### [TEXT EXCERPT]
┌──

What's fair is fair by @BloggersRUs

What's fair is fair

by Tom Sullivan


Dick DeVos, Jr. residence on Michigan's Lake Macatawa.

Rep. Gwen Moore (D-WI) of Milwaukee plans to introduce a bill this week requiring drug testing for anyone claiming large tax deductions in a given year. Wisconsin Gov. Scott Walker wants to require drug screenings for those receiving public assistance? Fine, says Moore.

Think Progress:

Her “Top 1% Accountability Act” would require anyone claiming itemized tax deductions of over $150,000 in a given year to submit a clean drug test. If a filer doesn’t submit a clean test within three months of filing, he won’t be able to take advantage of tax deductions like the mortgage interest deduction or health insurance tax breaks. Instead he would have to make use of the standard deduction.
A spokesman for Moore told Atlantic, “We don’t drug test wealthy CEOs who receive federal subsidies for their private jets, nor do we force judges or public officials to prove their sobriety to earn their paychecks. Attaching special demands to government aid exclusively targets our country's most vulnerable individuals and families.” Alana Semuels writes:
The number of government tests and requirements for poor people receiving government aid has grown in recent years. Utah in 2012 passed a law requiring drug testing for recipients for Temporary Aid to Needy Families, Alabama passed a similar law in 2014, and Arkansas followed in 2015. Other states, including Mississippi, North Carolina, Tennessee, Oklahoma, and Kansas require drug testing if “reasonable suspicion” exists. These drug tests target people with almost no income who, in the case of states such as Arkansas, receive as little as $204 a month. And the drug tests hardly ever turn up positive. In 2014 Governor Rick Snyder signed a law in Michigan implementing a pilot program to drug test welfare recipients in three counties; none of the people in the pilot program have tested positive for drugs.

└──

Records from a data source
┌──

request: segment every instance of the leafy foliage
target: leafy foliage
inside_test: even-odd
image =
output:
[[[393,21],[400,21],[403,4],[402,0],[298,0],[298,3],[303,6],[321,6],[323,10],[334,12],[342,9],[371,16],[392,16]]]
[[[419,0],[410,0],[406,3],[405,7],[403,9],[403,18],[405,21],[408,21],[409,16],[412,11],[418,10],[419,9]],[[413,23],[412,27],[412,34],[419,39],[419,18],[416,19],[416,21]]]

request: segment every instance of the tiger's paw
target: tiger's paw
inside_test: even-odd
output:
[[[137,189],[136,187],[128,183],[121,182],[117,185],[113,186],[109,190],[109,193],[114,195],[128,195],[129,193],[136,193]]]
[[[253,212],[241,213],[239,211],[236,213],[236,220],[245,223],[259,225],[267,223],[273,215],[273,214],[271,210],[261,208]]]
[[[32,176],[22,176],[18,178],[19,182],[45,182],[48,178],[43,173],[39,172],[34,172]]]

└──

### [EXERCISE TASKS]
**1)** Using the drug-testing post, decide whether each statement agrees with it: (a) Moore's bill would apply to filers claiming itemized deductions above $150,000 in a year; (b) Alabama passed its welfare drug-testing law in 2012; (c) Michigan's pilot program tested welfare recipients in five counties. Answer yes or no for each, quoting the words that decide it.
**2)** Write the next part of the drug-testing post, picking up right after its final sentence.

### [ANSWERS FOR THE TASKS]
**1)**
(a) Yes: "anyone claiming itemized tax deductions of over $150,000 in a given year to submit a clean drug test"
(b) No: "Alabama passed a similar law in 2014"
(c) No: "a pilot program to drug test welfare recipients in three counties"

**2)**
You have to wonder how Amway's Dick DeVos, Jr. would react if Rick Snyder demanded he send in a urine sample with his Michigan state taxes. Or in Wisconsin, trickle-down zealot and free market pamphleteer John Menard, Jr., or bathroom fixture magnate Herbert Kohler, Jr. Do you think the billionaires might give Scott Walker angry phone calls? (Any clue here that these Jr. bootstrap billionaires — like a certain Republican candidate for president — inherited their money?)


Image from Menard's home improvement online training.

Criminalizing poverty

Moore said in a statement:

As a strong advocate for social programs aimed at combating poverty, it deeply offends me that there is such a deep stigma surrounding those who depend on government benefits, especially as a former welfare recipient. Sadly, Republicans across the country continue to implement discriminatory policies that criminalize the less fortunate and perpetuate false narratives about the most vulnerable among us. These laws serve only one purpose: stoking the most extreme sentiments and misguided notions of the conservative movement.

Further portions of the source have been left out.